> [REQUISITOS DEL EJERCICIO]: Cuenta las líneas de las filas que contienen la cadena "stack", distinguiendo mayúsculas de minúsculas: ¿cuántas son? Responde solo con el número.

Registros del conjunto de datos de señalamiento
********************
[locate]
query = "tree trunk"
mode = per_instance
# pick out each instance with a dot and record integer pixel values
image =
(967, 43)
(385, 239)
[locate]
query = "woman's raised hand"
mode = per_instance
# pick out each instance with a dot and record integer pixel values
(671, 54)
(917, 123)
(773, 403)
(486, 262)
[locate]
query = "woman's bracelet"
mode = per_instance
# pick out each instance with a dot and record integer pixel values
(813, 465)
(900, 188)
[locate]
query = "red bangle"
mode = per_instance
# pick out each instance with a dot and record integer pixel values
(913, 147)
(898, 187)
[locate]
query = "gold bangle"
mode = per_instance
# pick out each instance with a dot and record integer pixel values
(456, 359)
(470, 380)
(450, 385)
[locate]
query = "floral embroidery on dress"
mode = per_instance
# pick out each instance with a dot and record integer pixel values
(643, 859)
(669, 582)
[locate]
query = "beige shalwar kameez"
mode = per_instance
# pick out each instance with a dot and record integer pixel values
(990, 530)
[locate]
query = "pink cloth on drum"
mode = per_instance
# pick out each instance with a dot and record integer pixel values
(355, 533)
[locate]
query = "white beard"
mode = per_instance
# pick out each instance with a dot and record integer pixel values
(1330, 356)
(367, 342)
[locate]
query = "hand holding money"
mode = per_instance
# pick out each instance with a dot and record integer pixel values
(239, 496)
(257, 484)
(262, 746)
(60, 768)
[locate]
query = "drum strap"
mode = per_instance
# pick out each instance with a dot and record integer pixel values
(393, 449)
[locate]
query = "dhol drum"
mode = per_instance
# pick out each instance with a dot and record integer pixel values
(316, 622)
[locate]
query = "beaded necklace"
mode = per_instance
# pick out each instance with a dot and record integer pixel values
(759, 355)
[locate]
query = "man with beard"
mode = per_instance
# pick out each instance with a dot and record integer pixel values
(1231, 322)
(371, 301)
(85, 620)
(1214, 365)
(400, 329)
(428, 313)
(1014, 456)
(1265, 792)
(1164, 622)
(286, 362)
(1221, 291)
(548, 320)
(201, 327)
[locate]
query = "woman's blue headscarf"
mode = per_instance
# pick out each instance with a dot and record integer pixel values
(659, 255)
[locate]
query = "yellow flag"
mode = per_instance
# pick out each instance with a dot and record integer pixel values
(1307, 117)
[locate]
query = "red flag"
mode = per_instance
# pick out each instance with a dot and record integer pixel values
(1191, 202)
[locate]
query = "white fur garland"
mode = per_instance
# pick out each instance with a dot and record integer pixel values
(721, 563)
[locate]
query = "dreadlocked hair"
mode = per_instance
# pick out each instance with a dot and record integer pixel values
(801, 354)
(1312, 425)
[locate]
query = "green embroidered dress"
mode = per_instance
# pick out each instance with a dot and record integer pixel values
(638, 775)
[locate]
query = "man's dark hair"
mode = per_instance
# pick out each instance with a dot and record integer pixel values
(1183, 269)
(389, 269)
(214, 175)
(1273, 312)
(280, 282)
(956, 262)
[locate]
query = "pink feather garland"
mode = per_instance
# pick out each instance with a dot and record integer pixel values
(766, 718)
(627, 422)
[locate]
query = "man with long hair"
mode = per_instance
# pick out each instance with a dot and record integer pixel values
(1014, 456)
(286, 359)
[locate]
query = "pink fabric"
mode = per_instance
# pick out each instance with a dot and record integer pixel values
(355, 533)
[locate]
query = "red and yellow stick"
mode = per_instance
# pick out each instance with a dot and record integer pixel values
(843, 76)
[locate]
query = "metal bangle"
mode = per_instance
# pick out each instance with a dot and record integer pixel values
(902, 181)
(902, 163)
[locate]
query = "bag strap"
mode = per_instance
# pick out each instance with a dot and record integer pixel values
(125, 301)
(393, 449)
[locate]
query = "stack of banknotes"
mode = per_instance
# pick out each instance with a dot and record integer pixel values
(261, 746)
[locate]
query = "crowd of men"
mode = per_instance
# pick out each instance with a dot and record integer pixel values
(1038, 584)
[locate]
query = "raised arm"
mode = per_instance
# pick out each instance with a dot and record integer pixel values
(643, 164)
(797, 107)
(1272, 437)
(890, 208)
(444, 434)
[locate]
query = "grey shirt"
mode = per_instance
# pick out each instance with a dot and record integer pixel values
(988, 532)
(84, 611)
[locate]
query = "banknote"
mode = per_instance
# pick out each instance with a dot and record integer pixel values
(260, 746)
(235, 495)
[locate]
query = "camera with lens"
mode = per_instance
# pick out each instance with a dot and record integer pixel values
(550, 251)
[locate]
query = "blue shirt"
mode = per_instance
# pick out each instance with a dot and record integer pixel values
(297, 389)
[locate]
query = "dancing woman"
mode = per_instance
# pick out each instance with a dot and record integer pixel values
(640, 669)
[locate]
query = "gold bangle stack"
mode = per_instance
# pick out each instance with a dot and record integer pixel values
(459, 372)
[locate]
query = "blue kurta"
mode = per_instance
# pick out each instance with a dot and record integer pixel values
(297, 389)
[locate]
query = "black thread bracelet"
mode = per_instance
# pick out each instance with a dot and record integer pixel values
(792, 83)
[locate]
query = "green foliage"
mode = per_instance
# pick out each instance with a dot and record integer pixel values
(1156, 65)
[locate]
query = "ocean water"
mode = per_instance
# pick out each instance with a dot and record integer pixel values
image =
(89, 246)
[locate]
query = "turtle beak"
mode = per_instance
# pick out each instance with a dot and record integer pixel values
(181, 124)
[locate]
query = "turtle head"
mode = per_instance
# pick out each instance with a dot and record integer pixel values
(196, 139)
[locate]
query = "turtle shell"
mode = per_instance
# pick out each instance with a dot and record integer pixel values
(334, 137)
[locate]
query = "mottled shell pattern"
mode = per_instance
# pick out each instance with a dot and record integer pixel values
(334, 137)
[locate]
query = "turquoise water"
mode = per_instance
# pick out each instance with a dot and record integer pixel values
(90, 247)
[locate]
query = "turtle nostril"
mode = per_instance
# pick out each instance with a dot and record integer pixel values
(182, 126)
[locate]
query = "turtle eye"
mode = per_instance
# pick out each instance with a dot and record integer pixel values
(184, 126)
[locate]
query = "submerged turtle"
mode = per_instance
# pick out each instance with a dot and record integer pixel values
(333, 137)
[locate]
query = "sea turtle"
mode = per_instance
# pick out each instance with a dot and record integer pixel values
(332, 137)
********************
> [PROBLEMA RESUELTO]: 2